EXERCISE DESCRIPTION: Find every line in the material that contains the string "boulder" and copy each one out. Matching is case-sensitive.

— BEGIN RAW RECORDS —

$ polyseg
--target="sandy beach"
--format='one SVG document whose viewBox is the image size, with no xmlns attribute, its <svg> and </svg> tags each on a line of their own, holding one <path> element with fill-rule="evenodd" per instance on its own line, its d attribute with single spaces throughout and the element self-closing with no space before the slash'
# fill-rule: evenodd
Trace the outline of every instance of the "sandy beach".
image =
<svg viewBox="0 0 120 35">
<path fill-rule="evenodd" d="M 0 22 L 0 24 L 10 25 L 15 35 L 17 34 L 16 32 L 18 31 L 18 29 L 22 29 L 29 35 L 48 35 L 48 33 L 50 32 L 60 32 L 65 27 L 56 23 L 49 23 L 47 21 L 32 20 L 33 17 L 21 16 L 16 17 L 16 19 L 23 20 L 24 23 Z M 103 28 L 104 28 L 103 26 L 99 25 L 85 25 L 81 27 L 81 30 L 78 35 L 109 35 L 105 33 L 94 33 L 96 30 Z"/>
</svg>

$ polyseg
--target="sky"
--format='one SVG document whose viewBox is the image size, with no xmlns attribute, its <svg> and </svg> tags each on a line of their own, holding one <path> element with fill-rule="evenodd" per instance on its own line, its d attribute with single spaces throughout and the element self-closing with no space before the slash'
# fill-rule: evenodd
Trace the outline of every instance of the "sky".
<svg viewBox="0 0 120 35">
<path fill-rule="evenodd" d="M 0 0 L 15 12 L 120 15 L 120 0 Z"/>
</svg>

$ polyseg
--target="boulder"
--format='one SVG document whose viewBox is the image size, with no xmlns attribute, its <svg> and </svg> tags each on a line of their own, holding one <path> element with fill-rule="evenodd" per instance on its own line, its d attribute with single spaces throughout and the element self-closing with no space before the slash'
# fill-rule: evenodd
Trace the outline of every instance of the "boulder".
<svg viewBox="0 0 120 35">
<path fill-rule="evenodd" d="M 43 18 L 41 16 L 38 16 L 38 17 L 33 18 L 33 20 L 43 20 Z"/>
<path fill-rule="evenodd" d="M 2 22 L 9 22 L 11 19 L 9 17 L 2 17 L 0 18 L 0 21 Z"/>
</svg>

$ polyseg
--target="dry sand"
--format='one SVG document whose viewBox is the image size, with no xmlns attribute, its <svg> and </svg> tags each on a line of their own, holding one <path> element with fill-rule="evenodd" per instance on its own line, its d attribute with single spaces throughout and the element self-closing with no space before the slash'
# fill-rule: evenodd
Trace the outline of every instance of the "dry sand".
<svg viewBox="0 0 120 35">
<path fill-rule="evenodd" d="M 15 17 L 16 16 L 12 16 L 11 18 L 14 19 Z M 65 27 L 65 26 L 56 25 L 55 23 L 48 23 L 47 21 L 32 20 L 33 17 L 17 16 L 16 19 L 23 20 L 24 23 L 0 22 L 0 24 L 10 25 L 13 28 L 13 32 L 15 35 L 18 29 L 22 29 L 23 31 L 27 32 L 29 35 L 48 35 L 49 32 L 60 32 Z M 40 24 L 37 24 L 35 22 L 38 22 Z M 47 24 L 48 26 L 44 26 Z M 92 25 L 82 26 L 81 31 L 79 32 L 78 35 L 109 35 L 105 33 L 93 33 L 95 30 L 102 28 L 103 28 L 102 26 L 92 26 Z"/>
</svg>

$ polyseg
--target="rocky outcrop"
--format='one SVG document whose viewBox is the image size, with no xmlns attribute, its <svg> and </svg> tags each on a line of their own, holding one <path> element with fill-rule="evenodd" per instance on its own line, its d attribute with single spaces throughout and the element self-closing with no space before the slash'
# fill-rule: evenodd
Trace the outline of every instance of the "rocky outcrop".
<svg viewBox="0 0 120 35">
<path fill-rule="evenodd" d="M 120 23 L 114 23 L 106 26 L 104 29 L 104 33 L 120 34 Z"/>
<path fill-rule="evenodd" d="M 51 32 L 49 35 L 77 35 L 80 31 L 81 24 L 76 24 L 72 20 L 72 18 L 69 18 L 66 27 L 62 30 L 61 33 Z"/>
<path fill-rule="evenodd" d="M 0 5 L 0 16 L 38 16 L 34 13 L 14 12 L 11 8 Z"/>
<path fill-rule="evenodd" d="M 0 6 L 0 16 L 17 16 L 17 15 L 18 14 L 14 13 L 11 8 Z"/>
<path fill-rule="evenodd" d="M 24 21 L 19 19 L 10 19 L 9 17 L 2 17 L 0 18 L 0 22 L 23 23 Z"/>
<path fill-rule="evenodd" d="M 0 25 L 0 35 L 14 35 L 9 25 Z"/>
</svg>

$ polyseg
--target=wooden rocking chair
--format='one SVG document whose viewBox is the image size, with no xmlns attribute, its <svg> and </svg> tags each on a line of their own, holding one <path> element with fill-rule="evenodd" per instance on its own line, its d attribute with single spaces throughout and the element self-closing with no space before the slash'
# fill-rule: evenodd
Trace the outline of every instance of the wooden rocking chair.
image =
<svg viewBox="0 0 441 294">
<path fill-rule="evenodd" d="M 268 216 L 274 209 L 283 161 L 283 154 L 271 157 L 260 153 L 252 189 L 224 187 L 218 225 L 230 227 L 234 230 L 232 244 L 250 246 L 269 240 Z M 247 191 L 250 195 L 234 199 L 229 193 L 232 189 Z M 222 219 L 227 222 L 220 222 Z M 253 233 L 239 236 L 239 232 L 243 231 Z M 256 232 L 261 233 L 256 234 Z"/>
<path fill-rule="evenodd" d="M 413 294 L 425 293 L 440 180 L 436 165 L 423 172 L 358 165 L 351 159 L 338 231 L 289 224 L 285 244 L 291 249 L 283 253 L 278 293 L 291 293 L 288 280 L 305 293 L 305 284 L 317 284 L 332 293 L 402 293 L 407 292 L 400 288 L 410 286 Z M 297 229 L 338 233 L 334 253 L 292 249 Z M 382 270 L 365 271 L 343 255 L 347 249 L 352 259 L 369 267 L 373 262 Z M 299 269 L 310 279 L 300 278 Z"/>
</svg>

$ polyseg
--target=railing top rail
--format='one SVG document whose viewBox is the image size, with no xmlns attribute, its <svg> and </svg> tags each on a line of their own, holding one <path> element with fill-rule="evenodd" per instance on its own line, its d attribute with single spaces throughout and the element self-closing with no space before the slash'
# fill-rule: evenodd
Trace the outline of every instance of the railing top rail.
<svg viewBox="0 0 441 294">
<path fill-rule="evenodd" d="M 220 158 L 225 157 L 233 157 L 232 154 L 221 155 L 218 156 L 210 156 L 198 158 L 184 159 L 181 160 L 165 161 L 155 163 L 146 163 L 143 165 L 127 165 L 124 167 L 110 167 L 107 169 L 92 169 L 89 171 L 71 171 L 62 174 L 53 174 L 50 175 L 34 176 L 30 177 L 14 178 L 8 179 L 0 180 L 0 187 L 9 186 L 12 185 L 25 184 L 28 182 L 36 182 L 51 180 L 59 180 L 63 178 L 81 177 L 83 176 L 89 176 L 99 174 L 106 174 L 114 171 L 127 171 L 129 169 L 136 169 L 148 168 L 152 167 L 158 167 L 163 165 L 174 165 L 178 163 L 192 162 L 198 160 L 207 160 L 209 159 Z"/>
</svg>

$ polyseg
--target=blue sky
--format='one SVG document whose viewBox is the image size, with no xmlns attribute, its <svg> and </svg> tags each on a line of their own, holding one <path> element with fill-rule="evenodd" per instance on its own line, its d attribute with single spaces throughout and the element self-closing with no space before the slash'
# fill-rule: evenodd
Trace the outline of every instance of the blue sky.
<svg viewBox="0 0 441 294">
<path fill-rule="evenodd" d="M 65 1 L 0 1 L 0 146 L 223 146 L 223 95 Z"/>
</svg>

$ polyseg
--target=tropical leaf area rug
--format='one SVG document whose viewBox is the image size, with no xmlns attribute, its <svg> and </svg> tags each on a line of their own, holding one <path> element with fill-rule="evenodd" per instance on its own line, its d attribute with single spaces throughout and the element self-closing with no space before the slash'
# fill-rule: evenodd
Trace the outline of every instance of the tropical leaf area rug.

— END RAW RECORDS —

RESULT OF THIS EXERCISE:
--target="boulder"
Trace the outline of every instance of the "boulder".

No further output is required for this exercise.